[Exercise data Boundary: Start]

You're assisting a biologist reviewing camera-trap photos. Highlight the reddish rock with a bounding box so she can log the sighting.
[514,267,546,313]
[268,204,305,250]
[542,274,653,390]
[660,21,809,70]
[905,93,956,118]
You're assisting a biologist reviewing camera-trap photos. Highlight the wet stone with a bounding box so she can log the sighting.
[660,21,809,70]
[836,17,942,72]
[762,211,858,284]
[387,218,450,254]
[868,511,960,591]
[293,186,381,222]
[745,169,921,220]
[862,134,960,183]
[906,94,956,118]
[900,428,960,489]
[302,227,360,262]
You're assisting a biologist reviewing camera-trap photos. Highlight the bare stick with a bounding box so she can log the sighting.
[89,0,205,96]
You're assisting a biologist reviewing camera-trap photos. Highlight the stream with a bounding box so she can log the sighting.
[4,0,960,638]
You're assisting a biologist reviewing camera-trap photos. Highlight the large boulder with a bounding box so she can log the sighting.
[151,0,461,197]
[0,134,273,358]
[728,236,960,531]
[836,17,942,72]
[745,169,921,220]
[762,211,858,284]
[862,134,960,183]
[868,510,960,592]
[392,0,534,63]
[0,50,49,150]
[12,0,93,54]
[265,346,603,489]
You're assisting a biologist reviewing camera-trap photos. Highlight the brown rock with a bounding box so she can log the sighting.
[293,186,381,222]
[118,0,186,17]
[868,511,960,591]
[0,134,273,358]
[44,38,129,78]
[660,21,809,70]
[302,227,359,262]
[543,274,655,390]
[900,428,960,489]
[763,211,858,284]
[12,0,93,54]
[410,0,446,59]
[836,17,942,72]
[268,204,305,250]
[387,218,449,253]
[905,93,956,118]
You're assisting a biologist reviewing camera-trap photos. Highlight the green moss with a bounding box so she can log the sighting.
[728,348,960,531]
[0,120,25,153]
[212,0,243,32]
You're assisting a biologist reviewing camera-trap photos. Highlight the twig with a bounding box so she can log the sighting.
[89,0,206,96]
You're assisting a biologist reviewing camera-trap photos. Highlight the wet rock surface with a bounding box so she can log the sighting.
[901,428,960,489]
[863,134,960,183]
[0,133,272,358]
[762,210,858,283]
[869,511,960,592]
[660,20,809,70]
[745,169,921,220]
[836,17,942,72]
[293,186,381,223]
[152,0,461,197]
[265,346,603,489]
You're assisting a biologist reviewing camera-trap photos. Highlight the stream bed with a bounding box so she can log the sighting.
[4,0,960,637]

[Exercise data Boundary: End]

● Exercise objective: Repeat every line of the listing, word for word.

● Exercise answer:
You're assisting a biologist reviewing camera-trap photos. Highlight the reddish rock with a bounding box so she can log the sighting.
[514,267,546,313]
[268,204,305,250]
[542,274,653,390]
[660,21,809,70]
[905,93,956,118]
You're assisting a biologist reviewing camera-trap photos. Highlight the wet stone with a bounding box so she can log the sighting.
[660,21,809,70]
[836,17,942,72]
[762,211,858,284]
[387,218,450,254]
[868,511,960,591]
[293,186,381,222]
[745,169,921,220]
[862,134,960,183]
[906,94,956,118]
[900,428,960,489]
[302,227,360,262]
You're assisting a biologist reviewing camera-trap photos. Highlight the bare stick with a bounding box so she can log the sighting.
[89,0,205,96]
You're assisting a biologist reviewing camera-trap photos. Highlight the stream with a bounding box so she can log the sighting.
[4,0,960,638]
You're assisting a biologist reviewing camera-trap photos. Highlight the large boulder with a bounding box so she can log the sighting.
[151,0,461,197]
[0,134,273,358]
[728,236,960,531]
[836,17,942,72]
[745,169,921,220]
[762,211,858,284]
[862,134,960,183]
[868,510,960,592]
[392,0,534,63]
[0,50,49,150]
[12,0,93,54]
[265,346,603,489]
You're assisting a biologist reviewing camera-trap photos. Highlight the brown rock with a bounding box so she can log the sighting.
[293,186,381,222]
[118,0,186,17]
[868,511,960,591]
[0,134,273,358]
[44,38,129,78]
[660,21,809,70]
[302,227,359,262]
[543,274,655,390]
[900,428,960,489]
[763,211,858,284]
[12,0,93,54]
[410,0,446,59]
[836,17,942,72]
[268,204,305,250]
[387,218,449,253]
[905,93,956,118]
You're assisting a biologist reviewing camera-trap photos. Highlight the green moss with a bounding box so she can log the sighting.
[728,348,960,531]
[0,120,25,153]
[212,0,243,32]
You're assisting a biologist reviewing camera-trap photos. Highlight the twig with a bounding box so she can log the sighting.
[89,0,206,96]
You're assisting a biologist reviewing camera-trap photos. Highlight the wet rock surface with a bounding box so she can log the sighting.
[901,428,960,489]
[863,134,960,183]
[0,133,272,358]
[762,210,858,283]
[869,511,960,592]
[660,20,809,70]
[745,169,921,220]
[836,17,942,72]
[293,186,381,223]
[152,0,461,197]
[265,346,603,489]
You're assisting a biologist reviewing camera-trap photos. Highlight the stream bed with a bounding box so she can log the sighting.
[4,0,960,637]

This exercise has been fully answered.